** Exercício escrito **
Identifique nas linhas abaixo todas as que contêm a palavra "woman" e copie cada uma delas. Diferencie maiúsculas de minúsculas.

++++ Dados fornecidos ++++

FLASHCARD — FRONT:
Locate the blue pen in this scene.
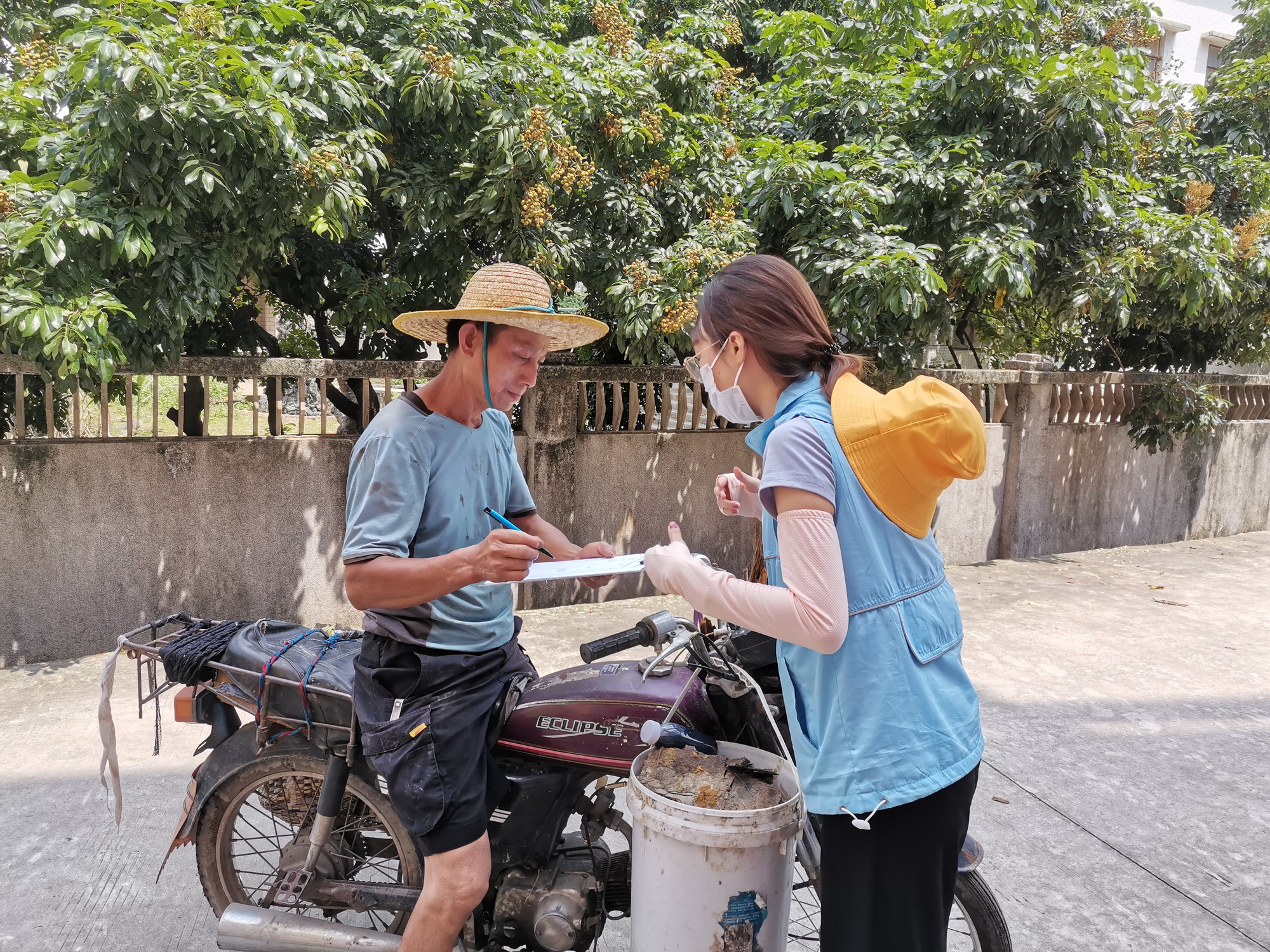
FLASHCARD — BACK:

++++
++++ Dados fornecidos ++++

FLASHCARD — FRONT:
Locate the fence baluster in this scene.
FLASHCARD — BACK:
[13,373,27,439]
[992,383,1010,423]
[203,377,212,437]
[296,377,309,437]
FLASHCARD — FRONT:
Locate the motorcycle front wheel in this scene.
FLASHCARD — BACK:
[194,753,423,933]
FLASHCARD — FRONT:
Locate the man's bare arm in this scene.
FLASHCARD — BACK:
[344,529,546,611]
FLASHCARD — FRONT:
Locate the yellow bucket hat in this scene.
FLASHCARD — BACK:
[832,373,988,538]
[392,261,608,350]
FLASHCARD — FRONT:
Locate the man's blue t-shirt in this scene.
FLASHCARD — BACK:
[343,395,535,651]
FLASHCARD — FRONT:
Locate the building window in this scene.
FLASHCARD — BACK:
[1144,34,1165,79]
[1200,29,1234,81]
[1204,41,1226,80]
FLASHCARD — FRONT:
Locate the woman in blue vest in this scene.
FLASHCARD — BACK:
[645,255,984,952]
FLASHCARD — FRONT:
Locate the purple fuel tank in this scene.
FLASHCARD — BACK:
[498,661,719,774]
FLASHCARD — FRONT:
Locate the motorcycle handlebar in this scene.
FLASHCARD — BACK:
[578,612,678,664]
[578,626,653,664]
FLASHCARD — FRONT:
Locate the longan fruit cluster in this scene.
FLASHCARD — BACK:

++++
++++ Dados fornecidos ++++

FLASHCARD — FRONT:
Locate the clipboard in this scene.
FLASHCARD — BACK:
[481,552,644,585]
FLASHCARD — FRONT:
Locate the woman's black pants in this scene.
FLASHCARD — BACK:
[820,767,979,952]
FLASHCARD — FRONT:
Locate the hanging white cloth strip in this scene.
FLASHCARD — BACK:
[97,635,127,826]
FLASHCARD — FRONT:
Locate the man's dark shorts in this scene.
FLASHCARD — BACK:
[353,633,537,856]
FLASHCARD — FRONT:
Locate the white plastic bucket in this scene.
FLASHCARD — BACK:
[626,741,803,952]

++++

** Resposta escrita **
Locate the woman in blue vest in this scene.
Locate the woman's black pants in this scene.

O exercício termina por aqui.